# [Input records]
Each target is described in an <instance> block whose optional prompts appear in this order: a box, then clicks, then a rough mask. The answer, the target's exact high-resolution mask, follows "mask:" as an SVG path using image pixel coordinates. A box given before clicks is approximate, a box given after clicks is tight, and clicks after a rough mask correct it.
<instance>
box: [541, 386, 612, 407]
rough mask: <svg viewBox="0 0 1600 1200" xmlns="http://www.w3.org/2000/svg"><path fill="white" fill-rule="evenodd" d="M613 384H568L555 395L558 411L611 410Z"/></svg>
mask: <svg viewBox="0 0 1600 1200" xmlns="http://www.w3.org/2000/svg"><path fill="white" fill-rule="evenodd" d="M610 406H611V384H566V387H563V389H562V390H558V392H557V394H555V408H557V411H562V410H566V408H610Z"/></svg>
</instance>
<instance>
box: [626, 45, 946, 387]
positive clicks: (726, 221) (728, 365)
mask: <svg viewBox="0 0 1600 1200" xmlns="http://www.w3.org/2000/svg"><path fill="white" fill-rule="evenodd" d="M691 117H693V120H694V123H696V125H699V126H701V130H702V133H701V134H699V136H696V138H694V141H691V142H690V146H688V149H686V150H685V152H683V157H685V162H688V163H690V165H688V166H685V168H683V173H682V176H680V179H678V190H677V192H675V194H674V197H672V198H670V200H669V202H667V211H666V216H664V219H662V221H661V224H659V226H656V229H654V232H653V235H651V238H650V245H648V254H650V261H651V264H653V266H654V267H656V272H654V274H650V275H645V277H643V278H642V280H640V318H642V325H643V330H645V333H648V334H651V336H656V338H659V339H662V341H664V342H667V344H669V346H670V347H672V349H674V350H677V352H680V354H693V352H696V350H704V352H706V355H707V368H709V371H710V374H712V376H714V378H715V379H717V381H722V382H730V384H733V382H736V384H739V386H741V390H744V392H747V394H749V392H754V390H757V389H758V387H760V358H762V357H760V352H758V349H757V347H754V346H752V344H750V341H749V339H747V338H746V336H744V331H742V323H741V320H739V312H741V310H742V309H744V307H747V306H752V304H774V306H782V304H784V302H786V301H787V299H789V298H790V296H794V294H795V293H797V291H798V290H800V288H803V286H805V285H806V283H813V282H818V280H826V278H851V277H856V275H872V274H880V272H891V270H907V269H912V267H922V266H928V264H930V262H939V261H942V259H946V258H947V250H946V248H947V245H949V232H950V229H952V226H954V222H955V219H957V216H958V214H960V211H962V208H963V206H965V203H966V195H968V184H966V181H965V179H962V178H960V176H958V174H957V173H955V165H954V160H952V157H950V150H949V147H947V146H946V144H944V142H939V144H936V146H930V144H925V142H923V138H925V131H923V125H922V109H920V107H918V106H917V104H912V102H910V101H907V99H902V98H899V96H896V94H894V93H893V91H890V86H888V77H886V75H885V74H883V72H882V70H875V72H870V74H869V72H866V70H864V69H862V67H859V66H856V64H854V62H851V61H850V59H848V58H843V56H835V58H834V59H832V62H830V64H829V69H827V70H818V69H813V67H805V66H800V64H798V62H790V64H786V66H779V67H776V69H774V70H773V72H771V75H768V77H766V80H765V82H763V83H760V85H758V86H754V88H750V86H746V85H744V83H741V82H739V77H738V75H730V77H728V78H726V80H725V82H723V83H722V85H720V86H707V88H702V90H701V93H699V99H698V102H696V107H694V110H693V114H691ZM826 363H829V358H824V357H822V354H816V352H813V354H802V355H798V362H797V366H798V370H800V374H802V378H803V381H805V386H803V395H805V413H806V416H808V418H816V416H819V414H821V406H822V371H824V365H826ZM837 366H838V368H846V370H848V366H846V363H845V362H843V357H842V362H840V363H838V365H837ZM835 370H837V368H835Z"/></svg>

# [Task to complete]
Copy down each line in the entries that has the word "instance".

# [Response to this exercise]
Each target is described in an <instance> block whose optional prompts appear in this order: a box, then clicks, then a rough mask. The answer, the target's exact high-resolution mask, follows "mask:" as an SVG path using image pixel coordinates. A box given before clicks is approximate, a box given after clicks is tight, and clicks after a rough mask correct it.
<instance>
</instance>
<instance>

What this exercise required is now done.